[Yapılacaklar]
- A) Eski Mezopotamya ve Antik Yunan'da çocukluk üzerine yazıya göre çocukların farklı dönemlerde farklı muamele görmesinin nedenini bir ila üç cümleyle açıklayın.
- B) Eski Mezopotamya ve Antik Yunan'da çocukluk üzerine yazıyı kaldığı yerden sürdürün.

[Sayfa alıntısı]

——————————

Blog

Kas21

Eski Mezopotamya ve Antik Yunan Toplumlarında Çocuk Olmak

Kategori: Arkeoloji ve Sanat Haberleri  |  Yorum: 0 yorum

etiketler  teosantik kentçocukantik yunantoplumçocuk hakları



Eski Mezopotamya ve Antik Yunan Toplumlarında Çocuk Olmak...

Yazan:  Tarih: 20 Kasım 2016

Çocuk daima umudun taşıyıcısı ve insanın bastırılamayan neslini sürdürme arzusunun simgesi olmuştur. Fakat çocukların yaşam şartlarının zaman boyunca olumlu yönde ilerlediğini iddia etmek pek mümkün değil. Böylesi bir iddiayı savunmak, günümüzde çocukluk dönemleri ile arasına uçurumlar koyan yetişkinlerin dillendirdiği gibi çocukların altın çağını yaşadığını savunmak anlamına gelir.

Medeniyetimizin temellerinin atıldığı Mezopotamya kültürlerinden günümüze kadar çocuklar toplumun geleneklerine, inanışlarına ve gelecek arzularına göre muamele gördüler. Kimi dönemlerde erkek çocukların iyi birer savaşçı olması beklenirken, kız çocuklarının iyi birer anne ve ev kadını olması beklenirdi. Bazı dönemlerde ise kız çocukları taşlanarak öldürülüyordu. Bazen de çocuklar ödenemeyen borçlara karşılık alacaklıya veriliyordu.

Günümüzde dahi iki toplum arasında çocukların gördüğü muamele birbirinden oldukça farklı. Fakat her toplum her dönemde çıkarları ve idealleri doğrultusunda çocuklar üzerinden bir politika izlemiş ve bu politikalarına uygun eğitimler verip, kanunlar koymuştur.

——————————

[Verilen bilgiler]
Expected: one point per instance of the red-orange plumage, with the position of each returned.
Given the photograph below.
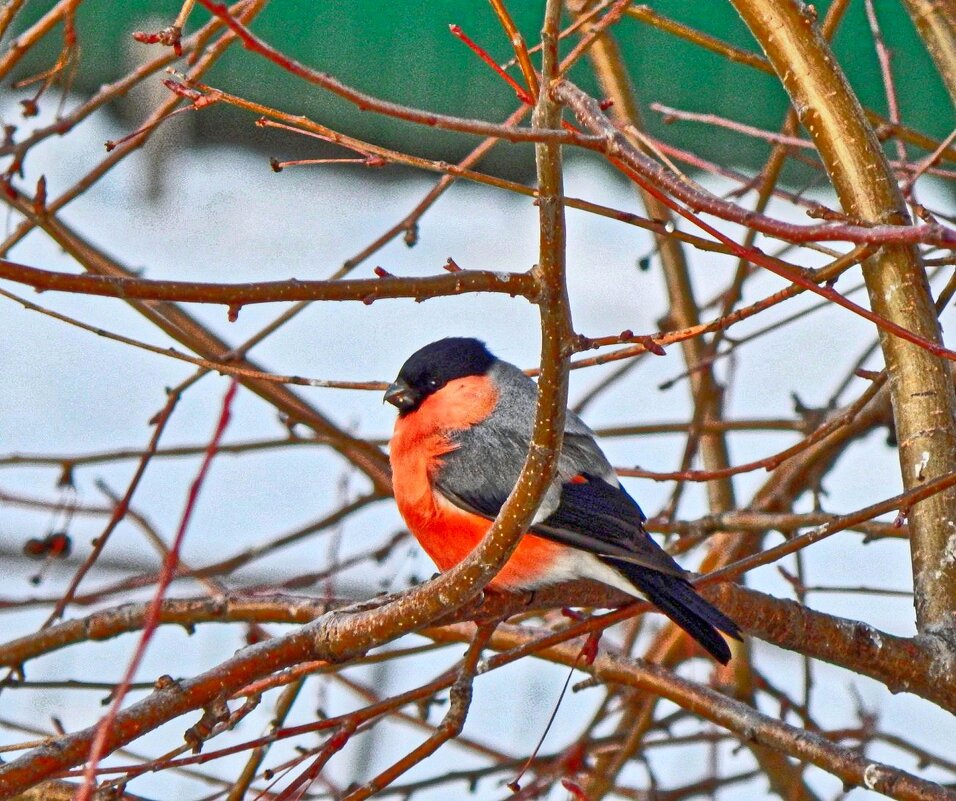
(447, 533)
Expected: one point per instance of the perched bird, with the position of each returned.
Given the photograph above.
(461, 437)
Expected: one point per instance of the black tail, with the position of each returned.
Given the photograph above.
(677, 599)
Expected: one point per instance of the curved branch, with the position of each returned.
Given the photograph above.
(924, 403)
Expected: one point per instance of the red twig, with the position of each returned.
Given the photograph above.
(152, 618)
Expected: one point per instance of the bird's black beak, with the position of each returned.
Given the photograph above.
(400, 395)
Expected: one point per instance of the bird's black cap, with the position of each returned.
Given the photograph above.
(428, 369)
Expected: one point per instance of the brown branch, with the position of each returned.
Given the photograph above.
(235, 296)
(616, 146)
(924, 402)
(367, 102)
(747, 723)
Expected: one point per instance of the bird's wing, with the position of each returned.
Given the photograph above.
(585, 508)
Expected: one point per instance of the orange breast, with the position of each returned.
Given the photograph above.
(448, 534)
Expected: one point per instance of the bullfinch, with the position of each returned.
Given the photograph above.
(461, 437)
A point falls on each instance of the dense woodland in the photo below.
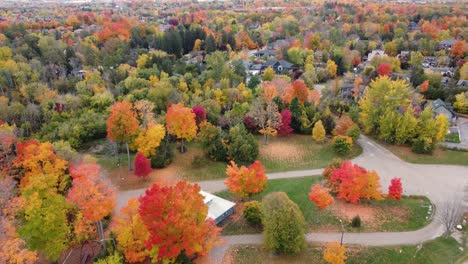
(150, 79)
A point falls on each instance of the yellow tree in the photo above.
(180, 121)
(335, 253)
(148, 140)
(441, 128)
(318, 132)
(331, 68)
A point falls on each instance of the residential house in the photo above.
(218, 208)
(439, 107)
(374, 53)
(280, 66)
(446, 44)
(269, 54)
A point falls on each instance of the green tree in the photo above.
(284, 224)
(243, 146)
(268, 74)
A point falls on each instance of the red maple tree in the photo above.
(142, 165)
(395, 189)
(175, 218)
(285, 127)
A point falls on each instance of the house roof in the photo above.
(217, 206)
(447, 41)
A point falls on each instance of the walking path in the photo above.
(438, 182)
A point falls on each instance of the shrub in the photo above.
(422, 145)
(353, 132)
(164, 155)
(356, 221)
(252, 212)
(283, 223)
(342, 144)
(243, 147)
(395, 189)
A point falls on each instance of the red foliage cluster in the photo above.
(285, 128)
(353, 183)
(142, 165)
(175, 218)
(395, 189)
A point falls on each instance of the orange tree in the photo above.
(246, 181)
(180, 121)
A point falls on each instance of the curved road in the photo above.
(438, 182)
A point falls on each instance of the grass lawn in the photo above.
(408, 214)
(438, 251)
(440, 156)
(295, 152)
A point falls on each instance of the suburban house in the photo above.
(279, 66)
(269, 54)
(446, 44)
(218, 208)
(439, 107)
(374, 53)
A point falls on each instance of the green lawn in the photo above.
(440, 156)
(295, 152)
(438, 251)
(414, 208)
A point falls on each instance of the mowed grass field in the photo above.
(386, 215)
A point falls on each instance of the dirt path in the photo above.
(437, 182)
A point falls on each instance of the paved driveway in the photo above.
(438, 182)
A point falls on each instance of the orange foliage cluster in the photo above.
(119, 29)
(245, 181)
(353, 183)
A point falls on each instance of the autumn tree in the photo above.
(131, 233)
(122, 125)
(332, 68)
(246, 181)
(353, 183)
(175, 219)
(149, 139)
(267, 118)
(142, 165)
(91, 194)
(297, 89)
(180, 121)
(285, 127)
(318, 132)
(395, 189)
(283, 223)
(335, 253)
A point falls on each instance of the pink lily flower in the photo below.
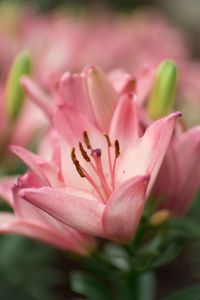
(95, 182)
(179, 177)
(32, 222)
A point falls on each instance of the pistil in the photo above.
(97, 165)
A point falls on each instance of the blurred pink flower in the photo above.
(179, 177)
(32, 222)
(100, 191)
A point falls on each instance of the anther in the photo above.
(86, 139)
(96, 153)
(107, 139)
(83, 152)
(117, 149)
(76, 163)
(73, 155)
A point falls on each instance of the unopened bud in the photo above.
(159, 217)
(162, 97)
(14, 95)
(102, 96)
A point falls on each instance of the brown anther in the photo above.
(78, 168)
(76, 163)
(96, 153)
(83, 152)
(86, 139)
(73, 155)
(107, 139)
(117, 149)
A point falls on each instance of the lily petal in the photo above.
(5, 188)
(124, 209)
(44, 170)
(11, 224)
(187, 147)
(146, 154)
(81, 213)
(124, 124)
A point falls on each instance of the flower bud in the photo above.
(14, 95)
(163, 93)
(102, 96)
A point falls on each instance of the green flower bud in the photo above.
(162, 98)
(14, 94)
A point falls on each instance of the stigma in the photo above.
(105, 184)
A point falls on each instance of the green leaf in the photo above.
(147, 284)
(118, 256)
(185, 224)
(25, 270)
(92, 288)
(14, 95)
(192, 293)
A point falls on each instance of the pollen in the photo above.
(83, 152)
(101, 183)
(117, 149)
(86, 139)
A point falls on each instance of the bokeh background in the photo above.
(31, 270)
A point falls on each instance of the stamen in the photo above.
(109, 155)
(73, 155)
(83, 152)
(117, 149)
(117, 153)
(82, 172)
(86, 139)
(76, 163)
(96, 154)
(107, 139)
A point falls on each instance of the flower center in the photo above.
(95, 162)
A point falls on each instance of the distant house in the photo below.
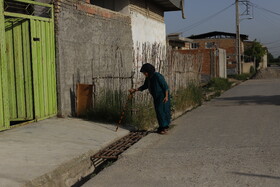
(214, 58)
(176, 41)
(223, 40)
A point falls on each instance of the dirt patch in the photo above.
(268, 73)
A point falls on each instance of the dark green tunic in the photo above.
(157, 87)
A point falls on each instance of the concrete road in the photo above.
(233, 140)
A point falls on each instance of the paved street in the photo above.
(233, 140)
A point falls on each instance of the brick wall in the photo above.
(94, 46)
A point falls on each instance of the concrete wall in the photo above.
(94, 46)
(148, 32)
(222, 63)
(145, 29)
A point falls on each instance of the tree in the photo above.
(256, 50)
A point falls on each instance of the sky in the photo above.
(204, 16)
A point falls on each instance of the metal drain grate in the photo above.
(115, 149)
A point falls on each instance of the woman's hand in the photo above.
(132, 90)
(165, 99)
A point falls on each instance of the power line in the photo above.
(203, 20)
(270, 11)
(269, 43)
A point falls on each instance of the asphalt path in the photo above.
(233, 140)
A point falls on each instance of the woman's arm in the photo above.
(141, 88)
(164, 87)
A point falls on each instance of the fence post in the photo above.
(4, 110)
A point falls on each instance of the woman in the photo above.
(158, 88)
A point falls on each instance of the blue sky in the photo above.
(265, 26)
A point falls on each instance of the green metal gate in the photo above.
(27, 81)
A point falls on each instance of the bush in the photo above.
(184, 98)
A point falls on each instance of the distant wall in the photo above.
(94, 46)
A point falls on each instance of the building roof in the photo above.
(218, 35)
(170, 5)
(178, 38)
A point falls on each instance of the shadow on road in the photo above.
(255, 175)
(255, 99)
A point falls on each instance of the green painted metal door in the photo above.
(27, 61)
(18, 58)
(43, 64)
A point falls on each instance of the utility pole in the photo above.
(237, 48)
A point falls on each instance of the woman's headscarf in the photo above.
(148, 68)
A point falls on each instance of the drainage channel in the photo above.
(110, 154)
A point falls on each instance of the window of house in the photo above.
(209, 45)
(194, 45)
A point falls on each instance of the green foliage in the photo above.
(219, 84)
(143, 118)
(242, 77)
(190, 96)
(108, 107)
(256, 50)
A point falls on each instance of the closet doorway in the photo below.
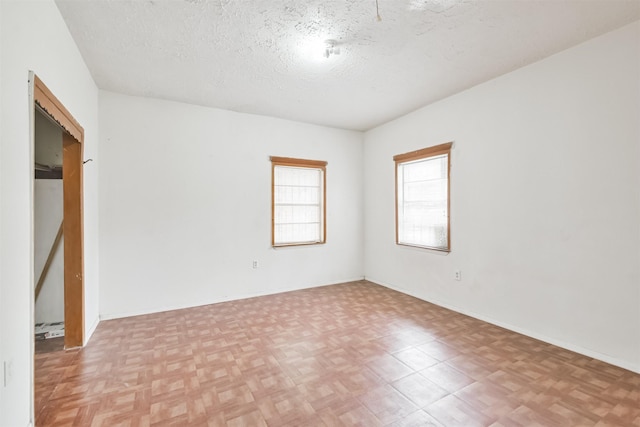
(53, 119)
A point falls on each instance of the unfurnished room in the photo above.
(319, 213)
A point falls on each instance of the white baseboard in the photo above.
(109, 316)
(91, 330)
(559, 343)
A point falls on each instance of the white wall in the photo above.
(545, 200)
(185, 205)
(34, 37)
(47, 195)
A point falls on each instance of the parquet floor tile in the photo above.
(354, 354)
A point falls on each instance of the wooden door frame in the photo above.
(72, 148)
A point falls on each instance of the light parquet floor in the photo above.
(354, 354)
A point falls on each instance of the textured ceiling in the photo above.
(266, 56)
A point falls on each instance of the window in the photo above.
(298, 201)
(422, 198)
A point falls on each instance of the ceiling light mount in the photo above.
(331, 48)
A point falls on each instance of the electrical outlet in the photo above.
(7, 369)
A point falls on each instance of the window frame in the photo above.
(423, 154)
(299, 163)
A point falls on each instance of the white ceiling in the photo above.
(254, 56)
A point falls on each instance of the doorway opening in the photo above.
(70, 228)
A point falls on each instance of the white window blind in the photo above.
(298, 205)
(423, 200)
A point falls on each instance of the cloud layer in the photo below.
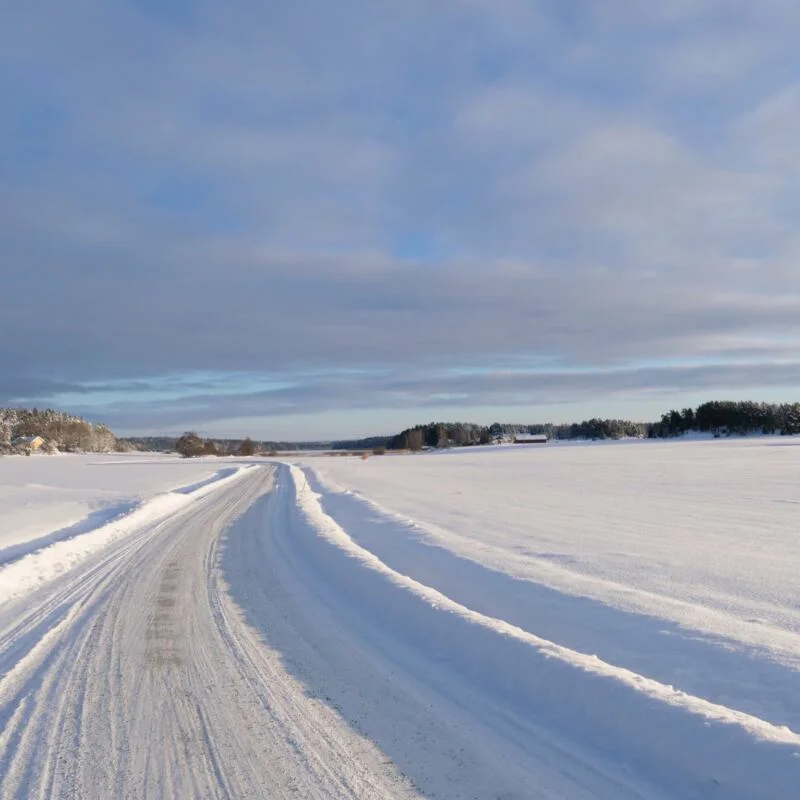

——————————

[Alıştırma yanıtları]
- A) Çocuklar, toplumun geleneklerine, inanışlarına ve gelecek arzularına göre muamele gördü. Her toplum her dönemde kendi çıkarları ve idealleri doğrultusunda çocuklar üzerinden bir politika izledi. Bu politikalara uygun eğitimler verdi ve kanunlar koydu.

- B)
Bu yazıda, insanlık tarihinin iki önemli dönemi olan Eski Mezopotamya ve Antik Yunan dünyasındaki çocukların toplumdaki yerlerini ve eğitimlerini ana hatları ile aktarmaya çalıştık.

Eski Mezopotamya Toplumlarında Çocuk

Mezopotamya toplumlarında çocuk ileride üstleneceği görevler bakımından ailenin ve toplumun devamlılığının garantisi olarak görülürdü. Babasının iş yerini üstüne alır, üretimin devamlılığını sağlar, anne- babası yaşlandığında onlara bakar ve aileden birisi öldüğünde onu gömüp ardından dini ritüelleri yerine getirirdi.

Babanın çocuk üzerinde sınırsıza yakın bir gücü ve hakkı vardı. Baba borç karşılığında çocukları başka birine rehin olarak bırakabilir, köle olarak satabilir veya evlatlık verebilirdi.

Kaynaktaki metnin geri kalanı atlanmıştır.